Objetivos
**1)** Responda às perguntas abaixo com base no trecho fornecido.
(a) Qual rede mantém a coluna mencionada no início?
(b) Quem foi o relator do REsp 1.207.129/MG?
(c) Que artigo do CC/2002 trata da venda da parte de um condômino em coisa indivisível?
**2)** Apresente como uma lista JSON de strings, uma por linha e sem linhas em branco, o trecho dos registros que vai da linha que contém "Can you see the downtown" até o fim dos registros, com as duas pontas incluídas.

Trecho fornecido
Inicio minha participação nesta importante coluna
, mantida
pela Rede de Pesquisa de Direito Civil Contemporâneo, agradecendo ao
honroso convite formulado pelo professor Otávio Luiz Rodrigues Jr..
Escrever para a
ConJur e para a coluna
Direito Civil Atual é motivo de muito orgulho.
Tratarei
do direito de preferência do condômino na compra de fração de imóvel
indiviso à luz do artigo 504 do CC/2002, tendo por base a recente
decisão proferida pela 4ª Turma do Superior Tribunal de Justiça no REsp
1.207.129/MG, relatado pelo ministro Luis Felipe Salomão, julgado no dia
16 de junho de 2015.
O artigo 504 do CC/2002 dispõe que “não pode um condômino em
coisa indivisível vender a sua parte a estranhos, se outro consorte a quiser, tanto por tanto [...]” (grifou-se).

Dados
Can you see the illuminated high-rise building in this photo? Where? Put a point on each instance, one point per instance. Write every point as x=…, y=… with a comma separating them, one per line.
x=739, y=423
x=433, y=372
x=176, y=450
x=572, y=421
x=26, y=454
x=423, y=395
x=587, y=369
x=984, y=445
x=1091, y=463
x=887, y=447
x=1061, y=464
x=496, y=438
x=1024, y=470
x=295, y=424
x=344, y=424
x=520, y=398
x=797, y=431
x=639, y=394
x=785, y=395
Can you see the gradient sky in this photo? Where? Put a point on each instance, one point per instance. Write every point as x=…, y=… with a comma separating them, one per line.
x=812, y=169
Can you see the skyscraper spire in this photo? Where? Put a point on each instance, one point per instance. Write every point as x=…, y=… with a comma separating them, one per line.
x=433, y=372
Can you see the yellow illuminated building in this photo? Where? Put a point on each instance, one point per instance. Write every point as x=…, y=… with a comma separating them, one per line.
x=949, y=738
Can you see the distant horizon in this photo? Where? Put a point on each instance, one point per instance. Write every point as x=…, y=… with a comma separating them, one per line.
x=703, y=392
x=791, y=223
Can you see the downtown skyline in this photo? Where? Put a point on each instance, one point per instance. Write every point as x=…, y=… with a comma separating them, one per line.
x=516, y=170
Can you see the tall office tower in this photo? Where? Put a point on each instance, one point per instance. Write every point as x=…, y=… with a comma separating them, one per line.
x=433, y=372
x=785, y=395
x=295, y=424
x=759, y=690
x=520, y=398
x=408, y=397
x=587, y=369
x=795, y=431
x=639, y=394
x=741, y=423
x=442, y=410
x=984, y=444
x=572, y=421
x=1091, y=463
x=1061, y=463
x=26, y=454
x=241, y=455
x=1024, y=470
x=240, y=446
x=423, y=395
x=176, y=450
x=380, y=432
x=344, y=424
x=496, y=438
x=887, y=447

Respostas
**1)**
(a) A Rede de Pesquisa de Direito Civil Contemporâneo.
(b) O ministro Luis Felipe Salomão.
(c) O artigo 504.

**2)**
[
  "Can you see the downtown skyline in this photo? Where? Put a point on each instance, one point per instance. Write every point as x=…, y=… with a comma separating them, one per line.",
  "x=516, y=170",
  "Can you see the tall office tower in this photo? Where? Put a point on each instance, one point per instance. Write every point as x=…, y=… with a comma separating them, one per line.",
  "x=433, y=372",
  "x=785, y=395",
  "x=295, y=424",
  "x=759, y=690",
  "x=520, y=398",
  "x=408, y=397",
  "x=587, y=369",
  "x=795, y=431",
  "x=639, y=394",
  "x=741, y=423",
  "x=442, y=410",
  "x=984, y=444",
  "x=572, y=421",
  "x=1091, y=463",
  "x=1061, y=463",
  "x=26, y=454",
  "x=241, y=455",
  "x=1024, y=470",
  "x=240, y=446",
  "x=423, y=395",
  "x=176, y=450",
  "x=380, y=432",
  "x=344, y=424",
  "x=496, y=438",
  "x=887, y=447"
]